### RECORDS PROVIDED ###

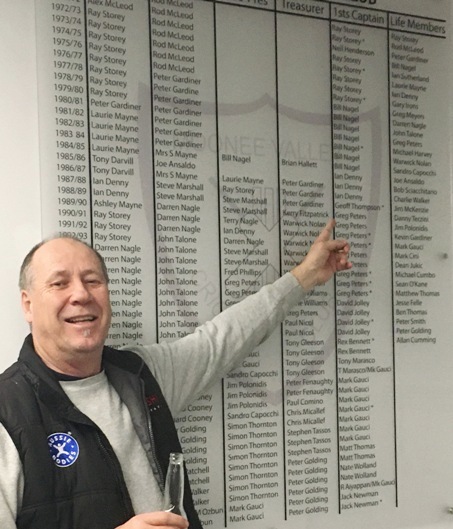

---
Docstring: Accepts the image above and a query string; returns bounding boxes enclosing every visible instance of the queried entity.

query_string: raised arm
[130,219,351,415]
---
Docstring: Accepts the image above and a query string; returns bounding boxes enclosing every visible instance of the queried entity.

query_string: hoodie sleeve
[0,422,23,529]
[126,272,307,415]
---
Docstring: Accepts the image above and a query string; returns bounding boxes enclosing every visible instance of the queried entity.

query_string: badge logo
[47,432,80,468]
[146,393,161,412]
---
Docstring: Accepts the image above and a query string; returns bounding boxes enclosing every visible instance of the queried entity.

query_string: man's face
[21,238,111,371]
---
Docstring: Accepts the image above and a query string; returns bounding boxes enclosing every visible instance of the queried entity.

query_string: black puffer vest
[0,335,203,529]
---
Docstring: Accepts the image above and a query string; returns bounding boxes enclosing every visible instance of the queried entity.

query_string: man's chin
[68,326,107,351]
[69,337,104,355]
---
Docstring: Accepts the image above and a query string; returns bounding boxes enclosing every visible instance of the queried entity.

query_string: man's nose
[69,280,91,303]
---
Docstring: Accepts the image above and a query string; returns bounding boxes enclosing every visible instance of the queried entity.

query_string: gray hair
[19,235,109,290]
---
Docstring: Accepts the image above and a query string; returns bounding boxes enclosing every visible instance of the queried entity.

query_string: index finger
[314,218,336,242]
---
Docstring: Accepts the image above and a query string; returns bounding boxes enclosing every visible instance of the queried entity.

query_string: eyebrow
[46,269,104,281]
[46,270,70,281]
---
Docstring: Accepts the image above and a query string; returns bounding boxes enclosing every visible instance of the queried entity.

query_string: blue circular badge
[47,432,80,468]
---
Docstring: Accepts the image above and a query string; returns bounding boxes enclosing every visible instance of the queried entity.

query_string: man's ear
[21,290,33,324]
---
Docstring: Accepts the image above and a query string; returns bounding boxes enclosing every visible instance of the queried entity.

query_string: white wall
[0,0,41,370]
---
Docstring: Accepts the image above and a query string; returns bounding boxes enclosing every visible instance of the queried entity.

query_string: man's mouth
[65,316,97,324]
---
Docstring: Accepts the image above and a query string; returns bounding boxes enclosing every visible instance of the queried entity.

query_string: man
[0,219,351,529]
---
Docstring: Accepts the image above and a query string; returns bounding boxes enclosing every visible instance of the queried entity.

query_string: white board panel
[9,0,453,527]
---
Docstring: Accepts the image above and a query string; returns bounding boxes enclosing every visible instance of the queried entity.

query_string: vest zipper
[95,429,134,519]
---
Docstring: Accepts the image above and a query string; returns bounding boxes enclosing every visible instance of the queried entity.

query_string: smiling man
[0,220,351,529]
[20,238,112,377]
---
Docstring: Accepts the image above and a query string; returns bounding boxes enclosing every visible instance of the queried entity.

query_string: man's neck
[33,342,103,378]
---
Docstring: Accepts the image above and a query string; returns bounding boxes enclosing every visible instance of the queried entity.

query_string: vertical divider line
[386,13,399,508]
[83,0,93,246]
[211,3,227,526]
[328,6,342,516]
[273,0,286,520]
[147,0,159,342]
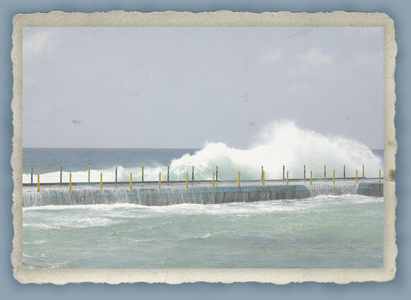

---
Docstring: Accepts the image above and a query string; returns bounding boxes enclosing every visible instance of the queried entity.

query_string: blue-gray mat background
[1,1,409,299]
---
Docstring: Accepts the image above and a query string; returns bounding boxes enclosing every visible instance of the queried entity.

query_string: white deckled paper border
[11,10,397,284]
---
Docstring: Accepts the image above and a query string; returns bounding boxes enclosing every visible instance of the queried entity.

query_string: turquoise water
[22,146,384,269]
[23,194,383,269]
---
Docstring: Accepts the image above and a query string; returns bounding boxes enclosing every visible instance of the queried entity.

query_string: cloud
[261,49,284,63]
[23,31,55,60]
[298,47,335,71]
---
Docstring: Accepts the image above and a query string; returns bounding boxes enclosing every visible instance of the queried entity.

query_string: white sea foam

###

WHAT THE TASK ASKS:
What is needed is an exact copy of the entries above, with no images in it.

YOUR SOLUTION:
---
Docstring: Accepts the image above and a query string; returns bounding boxes enclosing every visible instance of the queried entity.

query_string: raised arm
[130,219,351,415]
---
Docstring: Accepts the image above and a query string; returns bounding boxes enclosing every visible instance of the queried entity.

query_string: hoodie sleeve
[0,422,23,529]
[126,272,307,415]
---
Docstring: Accepts the image above and a query string; returns bounding boxes enclosing every visible instance of the queried entity.

query_string: badge logo
[47,432,80,468]
[146,393,161,412]
---
Docstring: Accepts the image above and a query string; returns bounding boxes enclosing every visible instance of the queried entity.

query_string: man's face
[21,238,111,371]
---
Docstring: Accepts the image above and a query string; returns bounding boxes enclosing every visible instance of the queried entity.

query_string: black puffer vest
[0,335,203,529]
---
Docstring: Accepts the image above and a query string; returns bounding boxes enclosing every visible instance of the queried entity.

query_string: man's chin
[68,326,107,351]
[69,337,104,355]
---
Docstring: Accepts the image above and a query string; returns bounding boxes enclosing every visible instance of the queried entity.

query_string: man's nose
[69,280,91,303]
---
Docstring: Accepts the image above and a query string; returns bounding boxes enclosing every visible instance of the queried entity.

query_string: gray hair
[19,235,109,290]
---
Docstring: Accepts the image above and a query string; returns bounding boxes enclosing every visible instance of the queried entity.

query_string: index finger
[314,218,336,242]
---
Docstring: Accepts the image above and a query string; returns bounding boxes enclosing every visible instance of the queried entity.

query_string: eyebrow
[46,269,104,281]
[46,270,70,281]
---
Docstring: Accepts the image above and a query string; returns bounding boxes enclosing every visible instance of the queried entity.

query_string: blue circular badge
[47,432,80,468]
---
Docstring: Accepts the image above and a query string; returns bounding boxes enclosing every visible instance of the queried entity.

query_string: man's ear
[21,290,33,324]
---
Docstring: Accepts the image above and a query string; returns bounding boxes enclosing every visible instance of the queried entity.

query_string: white wall
[0,0,41,370]
---
Docstring: Accepts the image above and a query string; returns bounding boxes enclosing every visible instance of the queried entity.

query_string: man's mouth
[65,316,97,324]
---
Docstring: Accepts the image above and a query string; returns bounding boxes enclosing every visible instance of the queried entity.

query_string: man
[0,219,351,529]
---
Docstring: Accepts the image above and a query string; returns bounding boxes enclosing every visible instance of the queried entity.

query_string: white board panel
[9,0,453,527]
---
Docstring: Accepts the image above and a query string; returns bounding boxes enclosing every visible instance of the queried entity.

query_string: vest zipper
[95,429,134,519]
---
Docstring: Accepts the image above and a query string; returns bounding boxes enclosing every visible instance of the queried entity.

query_string: smiling man
[0,220,351,529]
[20,238,112,377]
---
Docstring: Accepts the image above and a query string; returns bounding boxes enclosing every visible instance of the queried entity.

query_string: man's neck
[33,342,103,378]
---
Docstring: Accepts the image above and a query string; returns bounding boxes enclosing every visible instance of the queried entity.

query_string: vertical divider line
[386,13,399,508]
[83,0,93,246]
[211,3,227,526]
[328,6,342,516]
[273,0,286,520]
[147,0,159,342]

---
Docstring: Accepts the image above and a query string; returns bounding boxes enclosing every visible instance of the queried entity.

query_string: blue-gray mat background
[1,1,409,299]
---
Docstring: Accepts the image above and a query string; returns bounding boxes enclosing every visible instance of the queried entity.

query_string: white deckled paper border
[11,10,397,284]
---
Docstring: Accepts the image above and a query string; returns bounding boxes enclosing every visible instance of the queried entity.

query_string: turquoise water
[22,146,384,269]
[23,194,383,269]
---
Docstring: Accepts the image above and a query string; returns bounding boxes enclosing every visible instance of the queried entity.

query_string: cloud
[261,49,284,63]
[23,31,55,60]
[298,47,335,71]
---
Docstring: Accepts the image above and a query string; returns bounding boxes enclosing every visible instance of the queried entity.

query_string: white sea foam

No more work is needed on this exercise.